[Dataset entries]
****
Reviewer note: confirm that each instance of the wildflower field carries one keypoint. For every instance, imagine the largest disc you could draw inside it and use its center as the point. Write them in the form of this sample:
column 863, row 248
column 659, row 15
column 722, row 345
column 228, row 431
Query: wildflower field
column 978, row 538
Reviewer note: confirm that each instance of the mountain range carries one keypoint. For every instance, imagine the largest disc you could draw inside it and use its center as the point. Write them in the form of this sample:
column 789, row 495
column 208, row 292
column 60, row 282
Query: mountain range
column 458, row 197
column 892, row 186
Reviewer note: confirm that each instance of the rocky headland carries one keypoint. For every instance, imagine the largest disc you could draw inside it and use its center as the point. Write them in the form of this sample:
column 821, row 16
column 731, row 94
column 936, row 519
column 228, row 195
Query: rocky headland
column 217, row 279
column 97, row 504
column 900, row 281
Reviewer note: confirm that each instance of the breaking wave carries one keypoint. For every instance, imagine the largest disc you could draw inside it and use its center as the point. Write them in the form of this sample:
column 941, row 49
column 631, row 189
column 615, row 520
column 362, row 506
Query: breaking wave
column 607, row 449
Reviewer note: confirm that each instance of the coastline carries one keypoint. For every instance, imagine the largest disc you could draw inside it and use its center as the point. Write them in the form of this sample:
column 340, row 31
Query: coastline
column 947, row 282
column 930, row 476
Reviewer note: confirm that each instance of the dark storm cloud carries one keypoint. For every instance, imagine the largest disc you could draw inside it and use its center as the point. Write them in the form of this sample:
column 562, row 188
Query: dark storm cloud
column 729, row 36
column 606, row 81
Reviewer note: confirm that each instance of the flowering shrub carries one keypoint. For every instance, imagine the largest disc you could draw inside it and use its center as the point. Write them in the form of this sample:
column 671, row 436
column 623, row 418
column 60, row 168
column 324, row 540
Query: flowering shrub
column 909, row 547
****
About this exercise:
Give back every line of the data exactly.

Task response:
Reviewer note: confirm that each instance of the wildflower field carries one keypoint. For every instance, imagine the largest disc you could draw inside it and use its center as the point. Write them in the form of this sample:
column 863, row 248
column 659, row 15
column 722, row 345
column 228, row 431
Query: wildflower field
column 978, row 538
Reviewer note: confirm that each instance of the mountain range carries one keypoint. For every instance, imagine the largest disc you could draw inside it and use its center as the point. Write them in the form of this sample:
column 789, row 495
column 208, row 292
column 60, row 282
Query: mountain range
column 458, row 197
column 892, row 186
Reviewer note: confirm that each instance of the rocky headland carries one keypoint. For every instance, imagine the largest disc you could draw inside it and use its center as the point. Write them in the form of this sample:
column 821, row 16
column 731, row 94
column 936, row 519
column 228, row 195
Query: rocky headland
column 217, row 279
column 97, row 504
column 900, row 281
Reviewer note: confirm that each instance of the breaking wave carries one keypoint. For every instance, imagine the largest disc you could draw inside it and use its center as the point. Write them in the form of this sample:
column 941, row 49
column 631, row 189
column 615, row 520
column 362, row 506
Query: breaking wave
column 607, row 449
Reviewer note: confirm that each instance of the coastline carries one keypoint. For every instance, imagine the largest disc you could draw inside it and use its center as the point. Write them in the form of this sample:
column 340, row 31
Query: coastline
column 947, row 282
column 930, row 476
Reviewer note: confirm that each instance of the dark storm cloud carries one keypoint. For every instance, imagine the largest disc you could draw inside it and use its center as the point. Write them in the form of this sample:
column 562, row 188
Query: dark storm cloud
column 729, row 36
column 606, row 81
Reviewer note: confirm that each instance of the flowering shrub carries one keypoint. For every instance, imagine the largest disc you could draw inside it and use its center as the point. Write them in the form of this sample:
column 671, row 436
column 623, row 418
column 60, row 168
column 324, row 540
Query: flowering shrub
column 909, row 547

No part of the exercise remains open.